- [What needs to be done] Retype each of the entries below character for character, without changing, adding, or leaving out anything.

- [Given entries]

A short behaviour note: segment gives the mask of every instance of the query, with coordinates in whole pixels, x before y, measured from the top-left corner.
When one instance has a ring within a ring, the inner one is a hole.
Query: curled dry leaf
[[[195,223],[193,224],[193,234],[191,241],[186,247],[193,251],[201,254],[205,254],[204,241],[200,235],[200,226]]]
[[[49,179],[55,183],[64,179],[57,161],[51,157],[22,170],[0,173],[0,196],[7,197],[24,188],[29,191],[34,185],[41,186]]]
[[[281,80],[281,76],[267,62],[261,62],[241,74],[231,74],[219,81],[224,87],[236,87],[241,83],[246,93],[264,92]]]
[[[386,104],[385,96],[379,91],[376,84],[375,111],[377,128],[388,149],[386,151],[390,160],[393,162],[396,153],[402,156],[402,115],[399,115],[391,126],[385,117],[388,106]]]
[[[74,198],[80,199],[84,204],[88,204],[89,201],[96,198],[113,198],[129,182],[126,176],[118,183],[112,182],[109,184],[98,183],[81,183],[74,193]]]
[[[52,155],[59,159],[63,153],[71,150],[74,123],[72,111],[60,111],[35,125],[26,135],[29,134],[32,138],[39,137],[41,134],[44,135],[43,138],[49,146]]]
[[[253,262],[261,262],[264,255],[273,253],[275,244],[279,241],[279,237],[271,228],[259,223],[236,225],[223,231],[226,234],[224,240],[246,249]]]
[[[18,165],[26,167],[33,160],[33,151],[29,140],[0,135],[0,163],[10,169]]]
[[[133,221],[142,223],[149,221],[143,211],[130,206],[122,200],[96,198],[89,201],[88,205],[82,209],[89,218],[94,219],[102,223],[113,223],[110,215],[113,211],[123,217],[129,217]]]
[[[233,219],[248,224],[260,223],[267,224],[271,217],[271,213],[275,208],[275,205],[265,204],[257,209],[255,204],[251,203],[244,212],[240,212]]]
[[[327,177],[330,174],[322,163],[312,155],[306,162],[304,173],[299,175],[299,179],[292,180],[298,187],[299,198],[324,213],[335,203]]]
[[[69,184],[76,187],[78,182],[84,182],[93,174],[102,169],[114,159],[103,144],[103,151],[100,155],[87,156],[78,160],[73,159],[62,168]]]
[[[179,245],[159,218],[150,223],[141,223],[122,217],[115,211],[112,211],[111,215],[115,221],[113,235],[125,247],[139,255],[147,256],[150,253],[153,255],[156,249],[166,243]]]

- [Complete answer]
A short behaviour note: segment gives the mask of every instance of the query, with coordinates in whole pixels, x before y, measured from the top-left corner.
When one instance has a ring within a ring, the inner one is a hole.
Query: curled dry leaf
[[[195,223],[193,224],[193,234],[191,241],[186,247],[193,251],[201,254],[205,254],[204,241],[200,235],[200,226]]]
[[[49,179],[55,183],[64,179],[57,161],[51,157],[22,170],[0,173],[0,196],[7,197],[24,188],[29,191],[34,185],[41,186]]]
[[[281,80],[281,76],[267,62],[261,62],[241,74],[231,74],[219,81],[224,87],[236,87],[241,83],[246,93],[264,92]]]
[[[386,104],[385,96],[379,91],[376,84],[375,111],[377,128],[388,149],[386,151],[390,160],[393,162],[396,153],[402,156],[402,115],[399,115],[391,126],[385,117],[388,106]]]
[[[74,198],[80,199],[84,204],[88,204],[89,201],[96,198],[113,198],[129,182],[126,176],[118,183],[112,182],[109,184],[98,183],[81,183],[74,193]]]
[[[52,155],[59,159],[63,153],[71,150],[74,123],[72,111],[60,111],[35,125],[26,135],[29,134],[32,138],[39,137],[41,134],[44,135],[43,138],[49,146]]]
[[[253,262],[261,262],[264,255],[273,253],[275,244],[279,241],[279,237],[271,228],[259,223],[236,225],[223,231],[226,234],[224,240],[246,249]]]
[[[18,165],[26,167],[33,160],[33,151],[29,140],[0,135],[0,163],[10,169]]]
[[[133,221],[142,223],[149,221],[143,211],[130,206],[122,200],[96,198],[89,201],[88,205],[82,209],[89,218],[94,219],[102,223],[113,223],[110,215],[113,211],[123,217],[129,217]]]
[[[233,219],[248,224],[260,223],[267,224],[271,217],[271,213],[275,208],[275,205],[265,204],[257,209],[255,204],[251,203],[244,212],[240,212]]]
[[[327,177],[330,174],[322,163],[312,155],[306,162],[304,173],[299,175],[299,179],[292,180],[298,187],[299,198],[324,213],[335,203]]]
[[[69,184],[76,187],[78,182],[84,182],[93,174],[102,169],[114,159],[103,144],[103,151],[100,155],[87,156],[78,160],[73,159],[62,168]]]
[[[179,245],[159,218],[150,223],[141,223],[122,217],[115,211],[112,211],[111,215],[115,221],[113,235],[125,247],[139,255],[147,256],[150,253],[153,255],[156,249],[166,243]]]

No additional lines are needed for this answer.